Segment Start: Extract
More than 40 years after the Vietnam War (1954-1975), the effort of lingering stress on Americans who fought in the conflict seems to cause stress among all the researchers. A new study found that almost 19% of the more than 3 million U.S. soldiers who served in Vietnam returned with PTSD (Post Traumatic Stress Disorder). It’s the condition that left them with very invasive memories, nightmares, loss of concentration, feelings of guilt and most importantly, major depression.
Trying to pin down how much trauma Vietnam combatants brought home with them, and are still living with, has been an up and down affair. In 1988 the United States Center for Disease Control and Prevention concluded that about 15% of male Vietnam veterans had developed PTSD but only a little more than 2% were still haunted by the disorder (The war ended with a peace accord in 1973 and all U.S. troops withdrew in 1975 with the fall of Saigon). The latter numbers was low enough for Congress to think about phasing out the counseling and other mental health services. Second thoughts led Congress to support another look into the situation. Results from that effort, the 1990 National Vietnam Veterans Readjustment Study, hit like a rocket! It put the number of those mentally wounded by PTSD at a whopping 30.9%, those who were partially wounded at 22% and those still suffering at 15.2%
Critics quickly pointed out that only about 15% of those who served in Vietnam saw combat, yet more than 3 times that number had come down with full-blown or partial PTSD. Others found problems with the methods used to conclude whether or not a person really suffered from combat-related trauma. The unlikely conclusions reached by the NRS also prodded the Columbia-Harvard group (those who were conducting the study) to take a closer look at all available information. For example, they used military records and historic accounts to measure exposure to combat stress and check the plausibility of veteran’s accounts of traumatic events.
Segment End: Extract
Segment Start: The data
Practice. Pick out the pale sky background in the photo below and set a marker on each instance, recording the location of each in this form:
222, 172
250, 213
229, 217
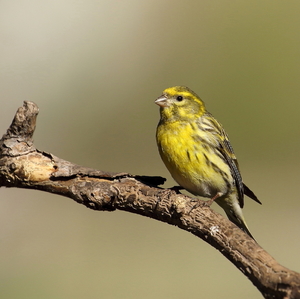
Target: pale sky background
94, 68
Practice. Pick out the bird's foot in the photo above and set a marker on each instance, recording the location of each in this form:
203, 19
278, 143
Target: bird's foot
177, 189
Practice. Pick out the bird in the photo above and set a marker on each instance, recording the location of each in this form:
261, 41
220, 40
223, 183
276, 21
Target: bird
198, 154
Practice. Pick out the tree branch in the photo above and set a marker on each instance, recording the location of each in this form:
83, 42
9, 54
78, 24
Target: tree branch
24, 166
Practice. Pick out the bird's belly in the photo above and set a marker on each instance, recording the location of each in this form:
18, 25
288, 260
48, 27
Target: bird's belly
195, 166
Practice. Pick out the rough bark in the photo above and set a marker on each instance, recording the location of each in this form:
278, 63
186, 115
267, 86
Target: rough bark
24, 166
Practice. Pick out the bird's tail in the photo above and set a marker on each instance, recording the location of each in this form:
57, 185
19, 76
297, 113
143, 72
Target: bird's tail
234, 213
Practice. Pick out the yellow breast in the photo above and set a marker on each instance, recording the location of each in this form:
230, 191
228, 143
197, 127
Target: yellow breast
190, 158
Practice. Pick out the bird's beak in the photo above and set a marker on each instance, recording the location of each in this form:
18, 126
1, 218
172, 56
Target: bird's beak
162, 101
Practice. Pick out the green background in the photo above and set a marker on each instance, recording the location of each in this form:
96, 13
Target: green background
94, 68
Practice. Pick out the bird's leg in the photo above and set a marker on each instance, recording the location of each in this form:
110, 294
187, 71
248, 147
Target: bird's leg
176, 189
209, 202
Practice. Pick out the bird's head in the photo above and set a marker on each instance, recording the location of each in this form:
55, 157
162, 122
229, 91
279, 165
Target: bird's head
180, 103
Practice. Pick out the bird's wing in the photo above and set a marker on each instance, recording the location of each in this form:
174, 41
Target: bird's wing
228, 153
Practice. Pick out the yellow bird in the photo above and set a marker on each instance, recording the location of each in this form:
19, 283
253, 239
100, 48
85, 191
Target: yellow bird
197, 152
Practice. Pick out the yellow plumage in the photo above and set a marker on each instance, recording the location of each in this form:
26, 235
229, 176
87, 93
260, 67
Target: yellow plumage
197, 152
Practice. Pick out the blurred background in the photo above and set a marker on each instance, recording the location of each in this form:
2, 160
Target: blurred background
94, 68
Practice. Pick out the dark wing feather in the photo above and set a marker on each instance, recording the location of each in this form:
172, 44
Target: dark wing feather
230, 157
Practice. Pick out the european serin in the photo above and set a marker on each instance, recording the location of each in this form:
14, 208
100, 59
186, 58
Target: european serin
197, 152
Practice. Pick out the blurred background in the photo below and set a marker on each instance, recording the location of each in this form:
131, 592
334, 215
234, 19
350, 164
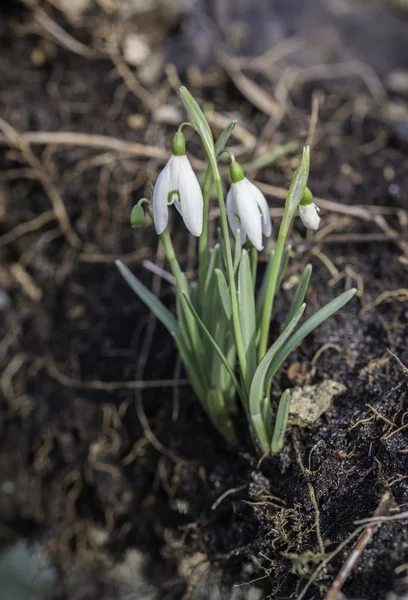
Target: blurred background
Segment End: The data
Segment Start: The data
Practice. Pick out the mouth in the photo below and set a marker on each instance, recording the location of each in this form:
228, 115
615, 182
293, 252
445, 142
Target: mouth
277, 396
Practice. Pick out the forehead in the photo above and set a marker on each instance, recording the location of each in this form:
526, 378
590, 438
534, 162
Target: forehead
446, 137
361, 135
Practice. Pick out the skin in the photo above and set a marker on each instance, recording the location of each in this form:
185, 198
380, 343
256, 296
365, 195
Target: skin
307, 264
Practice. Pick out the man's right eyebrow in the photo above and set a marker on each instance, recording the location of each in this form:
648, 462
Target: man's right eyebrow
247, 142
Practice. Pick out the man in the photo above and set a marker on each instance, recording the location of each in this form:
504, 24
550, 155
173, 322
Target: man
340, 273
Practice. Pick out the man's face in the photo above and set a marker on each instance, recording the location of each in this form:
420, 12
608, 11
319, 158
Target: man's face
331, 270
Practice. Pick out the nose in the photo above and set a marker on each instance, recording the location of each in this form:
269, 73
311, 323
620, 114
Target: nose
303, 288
Segment End: The data
> **Task instructions**
1. Rewrite the passage on Vietnam veterans and PTSD starting at "More than 40" and ending at "importantly, major depression.", replacing "nightmares" with "bad dreams".
2. According to the passage on Vietnam veterans and PTSD, what share of male Vietnam veterans did the Centers for Disease Control and Prevention conclude in 1988 had developed PTSD?
3. Resume the passage on Vietnam veterans and PTSD after its final sentence and continue writing it.

> **Answers per task**
1.
More than 40 years after the Vietnam War (1954-1975), the effort of lingering stress on Americans who fought in the conflict seems to cause stress among all the researchers. A new study found that almost 19% of the more than 3 million U.S. soldiers who served in Vietnam returned with PTSD (Post Traumatic Stress Disorder). It’s the condition that left them with very invasive memories, bad dreams, loss of concentration, feelings of guilt and most importantly, major depression.

2. About 15%.

3.
The researchers concluded that “there appear to be protective factors that reduce vulnerability” to the onset of PTSD and the persistence that causes veterans to relive the stress of combat for years afterwards. The trend towards recovery over time cannot be explained by professionals because less than half the veterans with past war-related PTSD received such treatment, the research note. Investigations of other factors that may contribute to initial resilience and psychological readjustment after traumatic war experience are needed.